ФРАГМЕНТ ДОКУМЕНТА —
>>>
Я сделался единственной целью бежавшей за мной шагах в стах большой группы красноармейцев, стрелявших по мне на ходу. Это-то, к счастью для меня, и делало их стрельбу неточной. Лишь очутившись в саду и перепрыгнув подзаборную канаву, я понял, что совершил непоправимую глупость, что попался в ловушку, из которой выбраться едва ли смогу, и что я погиб окончательно и глупо. Сделав первый шаг, я провалился по пояс в глубокую снежную целину. Тяжело нагруженный, уставший, стесненный в своих движениях теплым одеянием, с винтовкой и шашкой на себе, я с колоссальной затратой сил сделал несколько шагов, каждый раз проваливаясь то по колено, то по пояс, а то и по грудь в снег. Сзади меня раздалась четкая строчка пулемета, и ледяная, оттаявшая на солнце, а теперь к вечеру снова замерзшая на морозе корка снега заискрилась тысячами бриллиантовых ледяных брызг от пулеметных пуль, чертивших извилистую линию перед самым моим носом. Эта трель и брызги подтолкнули меня, и я прыжками, как заяц, к счастью, еще не раненный, сам не зная как, проскочил до середины сада. Красные, по-видимому, так хотели сбить меня, столь близкого от них, что сильно нервничали, и только этим я мог объяснить свою удачу.
С поезда и паровоза мне кричали, звали, торопили меня. Паровоз давал тревожные свистки и готовился тронуться. Я же опять двигался как черепаха, и желанная насыпь если и не была далеко, то все-таки была совершенно недосягаема. Из вагонов раздалось несколько выстрелов в сторону моих преследователей, которых я даже ни разу и не видел, так дорога была мне каждая секунда и каждое движение, подвигавшее меня вперед. Я и не оглядываясь знал, что увижу за своей спиной. Чего же было еще оборачиваться и тратить на это драгоценное для меня время, отделявшее меня, быть может, от грани смерти. Снова запел свою тоскливую песню пулемет, снова бриллиантовые брызги засверкали в разных частях сада, но я снова остался невредимым, и снова этот звук и чертимые пулями по корке льда линии подтолкнули меня на несколько шагов вперед. И вот, когда я был всего шагах в пяти от последней ограды, бывшей у подножия самой насыпи, паровоз запыхтел, колеса вагонов заскрипели по рельсам, толкнулись буфера, и я понял, что погибаю безвозвратно. Не нужен и пулемет. Большевики возьмут меня голыми руками, так как с отходом поезда я, измученный и оставленный, уже от них уйти не смогу никак.
<<<
СУТЬ ЗАДАНИЯ —
Изложите приведенный выше фрагмент документа в двух предложениях.

[Элементы набора данных]
>>>
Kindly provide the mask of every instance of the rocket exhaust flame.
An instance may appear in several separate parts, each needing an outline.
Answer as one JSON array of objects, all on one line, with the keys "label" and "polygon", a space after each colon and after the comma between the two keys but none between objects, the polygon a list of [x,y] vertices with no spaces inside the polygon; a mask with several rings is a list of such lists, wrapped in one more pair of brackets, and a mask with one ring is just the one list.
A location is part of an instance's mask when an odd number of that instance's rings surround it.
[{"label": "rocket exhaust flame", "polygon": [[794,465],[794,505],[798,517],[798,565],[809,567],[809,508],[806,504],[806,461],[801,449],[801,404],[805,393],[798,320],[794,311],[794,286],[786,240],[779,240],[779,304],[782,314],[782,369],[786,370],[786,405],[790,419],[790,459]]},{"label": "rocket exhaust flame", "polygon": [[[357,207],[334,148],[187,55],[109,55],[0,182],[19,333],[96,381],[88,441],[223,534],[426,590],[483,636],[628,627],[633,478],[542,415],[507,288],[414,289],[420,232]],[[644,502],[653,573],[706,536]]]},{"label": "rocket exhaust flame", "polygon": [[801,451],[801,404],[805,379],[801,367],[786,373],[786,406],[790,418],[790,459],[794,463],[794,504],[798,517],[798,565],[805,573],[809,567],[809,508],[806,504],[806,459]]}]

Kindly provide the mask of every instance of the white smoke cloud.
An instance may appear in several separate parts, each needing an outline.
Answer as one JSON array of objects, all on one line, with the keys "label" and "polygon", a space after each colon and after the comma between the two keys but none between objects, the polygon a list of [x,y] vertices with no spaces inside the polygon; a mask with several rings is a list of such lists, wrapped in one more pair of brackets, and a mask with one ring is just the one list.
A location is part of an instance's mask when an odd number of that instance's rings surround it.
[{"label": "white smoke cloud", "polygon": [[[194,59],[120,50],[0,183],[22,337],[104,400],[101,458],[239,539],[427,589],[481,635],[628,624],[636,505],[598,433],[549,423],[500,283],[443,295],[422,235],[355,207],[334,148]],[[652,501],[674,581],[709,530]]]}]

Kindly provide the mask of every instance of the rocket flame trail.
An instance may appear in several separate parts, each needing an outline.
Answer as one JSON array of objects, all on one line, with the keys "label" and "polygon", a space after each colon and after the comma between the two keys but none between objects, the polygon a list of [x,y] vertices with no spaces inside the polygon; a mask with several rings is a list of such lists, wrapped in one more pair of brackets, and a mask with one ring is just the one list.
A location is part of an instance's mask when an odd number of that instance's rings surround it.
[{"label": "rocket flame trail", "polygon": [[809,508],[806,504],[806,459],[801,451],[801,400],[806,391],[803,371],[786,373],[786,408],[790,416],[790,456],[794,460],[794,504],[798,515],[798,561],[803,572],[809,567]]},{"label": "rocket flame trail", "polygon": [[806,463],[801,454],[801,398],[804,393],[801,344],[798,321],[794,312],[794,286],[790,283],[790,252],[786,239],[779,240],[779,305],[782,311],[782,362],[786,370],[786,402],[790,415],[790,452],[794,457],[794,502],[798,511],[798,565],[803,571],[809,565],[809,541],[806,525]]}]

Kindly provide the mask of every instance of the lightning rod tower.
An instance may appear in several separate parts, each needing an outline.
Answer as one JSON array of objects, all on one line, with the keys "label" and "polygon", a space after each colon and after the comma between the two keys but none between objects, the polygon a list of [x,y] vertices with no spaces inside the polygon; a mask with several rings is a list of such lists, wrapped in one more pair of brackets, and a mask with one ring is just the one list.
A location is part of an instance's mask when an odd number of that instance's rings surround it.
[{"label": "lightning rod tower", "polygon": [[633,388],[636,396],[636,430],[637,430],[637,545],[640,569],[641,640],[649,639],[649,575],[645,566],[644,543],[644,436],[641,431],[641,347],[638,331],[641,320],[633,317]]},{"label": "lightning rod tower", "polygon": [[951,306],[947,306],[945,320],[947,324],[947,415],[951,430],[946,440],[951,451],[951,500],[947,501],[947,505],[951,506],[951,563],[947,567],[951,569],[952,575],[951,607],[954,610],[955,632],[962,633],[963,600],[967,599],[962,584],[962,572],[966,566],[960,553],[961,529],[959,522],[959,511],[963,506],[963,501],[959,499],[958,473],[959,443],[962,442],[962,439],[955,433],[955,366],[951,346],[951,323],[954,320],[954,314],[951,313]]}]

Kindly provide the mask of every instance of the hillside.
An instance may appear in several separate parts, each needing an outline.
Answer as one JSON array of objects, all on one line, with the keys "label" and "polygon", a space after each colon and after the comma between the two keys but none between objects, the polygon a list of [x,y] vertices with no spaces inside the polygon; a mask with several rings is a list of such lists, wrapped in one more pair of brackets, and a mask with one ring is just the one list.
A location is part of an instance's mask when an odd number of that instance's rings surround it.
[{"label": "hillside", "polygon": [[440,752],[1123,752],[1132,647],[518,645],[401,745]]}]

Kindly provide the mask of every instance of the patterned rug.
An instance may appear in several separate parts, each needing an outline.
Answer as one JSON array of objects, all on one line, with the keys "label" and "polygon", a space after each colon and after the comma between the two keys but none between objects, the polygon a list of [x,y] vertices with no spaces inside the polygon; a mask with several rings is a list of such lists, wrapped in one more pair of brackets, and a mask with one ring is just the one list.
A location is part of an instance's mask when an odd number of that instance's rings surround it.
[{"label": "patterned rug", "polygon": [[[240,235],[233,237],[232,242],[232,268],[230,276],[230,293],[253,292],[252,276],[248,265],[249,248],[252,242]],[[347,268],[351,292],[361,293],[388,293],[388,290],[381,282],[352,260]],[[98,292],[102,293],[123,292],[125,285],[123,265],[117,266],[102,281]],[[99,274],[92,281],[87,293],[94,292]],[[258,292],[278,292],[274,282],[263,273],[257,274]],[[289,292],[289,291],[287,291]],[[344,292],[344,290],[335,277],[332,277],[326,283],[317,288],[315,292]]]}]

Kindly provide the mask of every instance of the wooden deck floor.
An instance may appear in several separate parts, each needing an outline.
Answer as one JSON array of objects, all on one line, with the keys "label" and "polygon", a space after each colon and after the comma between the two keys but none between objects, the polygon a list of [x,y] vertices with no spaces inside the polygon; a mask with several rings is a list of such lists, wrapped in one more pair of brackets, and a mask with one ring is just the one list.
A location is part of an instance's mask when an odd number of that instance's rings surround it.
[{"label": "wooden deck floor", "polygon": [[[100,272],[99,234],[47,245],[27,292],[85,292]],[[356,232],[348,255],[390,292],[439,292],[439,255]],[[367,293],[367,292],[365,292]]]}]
<<<
ГОТОВЫЙ ОТВЕТ —
Спасаясь от бежавших за ним и стрелявших красноармейцев, рассказчик оказался в саду и с огромным трудом пробирался по глубокому снегу к насыпи, у которой стоял поезд, а пулеметные очереди, бившие рядом, лишь подталкивали его вперед. Когда до последней ограды у подножия насыпи оставалось всего шагов пять, поезд тронулся, и рассказчик понял, что, измученный и оставленный, уже не сможет уйти от большевиков.